Passage given:

Meanwhile, on a value basis, the US provided the highest amount of humanitarian aid in 2021 at $9.77 billion or 0.04% of its GDP, followed by Türkiye, Germany ($3.17 billion), the UK ($1.6 billion), and Japan ($1.2 billion).
On a value basis, Türkiye ranked third in the DI report in 2013, 2014, and 2015, second in 2016 and 2020, and first in 2017, 2018, and 2019.
Last year, Yemen was the largest recipient of humanitarian aid with $2.73 billion, followed by Syria ($2.14 billion), Afghanistan ($1.76 billion), Ethiopia ($1.56 billion), and South Sudan ($1.29 billion).
Saying that TDV is one of the most important links of the humanitarian aid chain in Türkiye, Turan stressed that the foundation is active in 149 countries with food, accommodation, education, and social support.
With over 1,000 branches and 31,385 volunteer staff, the foundation provided a vast amount of aid during the Muslim festivals of Eid al-Fitr and Eid al-Adha this year, he said.
In the holy month of Ramadan, the foundation collected 139 million Turkish liras ($7.8 million) and provided food and clothes to 2.15 million people in Türkiye and foreign countries, he added.

Data rows:
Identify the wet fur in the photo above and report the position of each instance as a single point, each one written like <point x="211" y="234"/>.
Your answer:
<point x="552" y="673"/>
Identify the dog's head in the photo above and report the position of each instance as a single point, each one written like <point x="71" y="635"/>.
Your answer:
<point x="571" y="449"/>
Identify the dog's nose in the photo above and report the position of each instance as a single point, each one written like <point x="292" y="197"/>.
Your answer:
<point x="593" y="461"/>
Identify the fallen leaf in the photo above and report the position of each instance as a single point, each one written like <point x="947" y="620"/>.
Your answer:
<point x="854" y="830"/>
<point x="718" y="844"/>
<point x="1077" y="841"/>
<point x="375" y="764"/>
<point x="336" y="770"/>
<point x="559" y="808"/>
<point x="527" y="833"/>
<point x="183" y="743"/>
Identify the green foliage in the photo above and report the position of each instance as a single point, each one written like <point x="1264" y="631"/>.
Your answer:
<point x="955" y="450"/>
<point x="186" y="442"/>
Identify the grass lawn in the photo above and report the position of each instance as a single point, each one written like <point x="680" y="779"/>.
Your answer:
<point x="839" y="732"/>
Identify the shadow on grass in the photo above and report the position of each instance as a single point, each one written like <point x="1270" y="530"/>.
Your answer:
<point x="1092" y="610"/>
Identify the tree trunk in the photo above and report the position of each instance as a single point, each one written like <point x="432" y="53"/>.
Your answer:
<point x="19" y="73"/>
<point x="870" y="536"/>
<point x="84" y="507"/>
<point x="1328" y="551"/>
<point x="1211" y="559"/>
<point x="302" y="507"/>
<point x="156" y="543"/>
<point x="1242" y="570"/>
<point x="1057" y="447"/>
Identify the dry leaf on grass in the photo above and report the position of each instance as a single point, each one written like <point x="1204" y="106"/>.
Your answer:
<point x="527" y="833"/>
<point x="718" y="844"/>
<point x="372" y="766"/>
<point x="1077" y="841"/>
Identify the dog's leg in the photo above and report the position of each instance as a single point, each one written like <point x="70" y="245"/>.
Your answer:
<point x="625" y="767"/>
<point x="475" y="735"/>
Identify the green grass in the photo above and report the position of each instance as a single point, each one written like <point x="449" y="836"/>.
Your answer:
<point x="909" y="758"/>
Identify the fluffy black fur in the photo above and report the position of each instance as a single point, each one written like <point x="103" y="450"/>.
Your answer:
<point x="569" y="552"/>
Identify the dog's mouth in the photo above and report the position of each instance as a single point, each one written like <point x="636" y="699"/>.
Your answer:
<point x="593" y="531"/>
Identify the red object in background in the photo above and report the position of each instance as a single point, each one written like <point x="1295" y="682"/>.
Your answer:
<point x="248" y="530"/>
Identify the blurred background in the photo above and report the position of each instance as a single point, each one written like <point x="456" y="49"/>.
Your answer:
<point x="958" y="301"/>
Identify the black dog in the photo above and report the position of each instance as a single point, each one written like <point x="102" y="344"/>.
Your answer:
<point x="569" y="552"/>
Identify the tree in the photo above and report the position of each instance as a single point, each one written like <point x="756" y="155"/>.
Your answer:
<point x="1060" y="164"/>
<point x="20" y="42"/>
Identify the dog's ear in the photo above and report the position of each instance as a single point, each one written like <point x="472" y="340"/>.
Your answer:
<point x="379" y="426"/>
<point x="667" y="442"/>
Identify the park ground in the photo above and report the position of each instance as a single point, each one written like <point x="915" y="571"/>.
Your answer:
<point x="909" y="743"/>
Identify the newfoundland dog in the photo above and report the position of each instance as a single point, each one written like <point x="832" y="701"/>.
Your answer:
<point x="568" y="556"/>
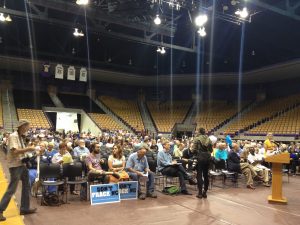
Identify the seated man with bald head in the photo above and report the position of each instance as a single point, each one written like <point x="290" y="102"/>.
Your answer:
<point x="137" y="166"/>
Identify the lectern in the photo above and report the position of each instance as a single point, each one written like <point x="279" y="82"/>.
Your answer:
<point x="277" y="161"/>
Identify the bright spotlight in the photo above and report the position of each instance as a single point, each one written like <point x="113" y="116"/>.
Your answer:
<point x="82" y="2"/>
<point x="2" y="18"/>
<point x="202" y="32"/>
<point x="161" y="50"/>
<point x="201" y="20"/>
<point x="8" y="18"/>
<point x="157" y="20"/>
<point x="242" y="13"/>
<point x="78" y="34"/>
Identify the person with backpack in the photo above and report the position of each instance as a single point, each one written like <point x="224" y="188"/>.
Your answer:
<point x="202" y="149"/>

Aim: Continue the passage on humanitarian aid and the foundation's work, picking up after its final sentence.

Solved exercise:
Thanks to donations, on Eid al-Adha the foundation provided meat to nearly 22 million people across the world, Turan said.
The foundation has also provided monetary help to crisis regions such as Syria ($21.5 million), Palestine ($13.34 million), Yemen ($2.37 million), Rakhine-Myanmar ($2.22 million), Sudan ($2.1 million), Lebanon ($448,500) and Indonesia ($325,048) so far, he explained.
In Syria, the foundation plans to build 14,673 briquette houses and 6,214 of them have been completed so far, the manager said.
The DI report showed that currently, 306 million people are in need of humanitarian aid across the world.
Last year, the amount of aid from all countries was $31.3 billion, up from $30.6 billion in 2020, it said.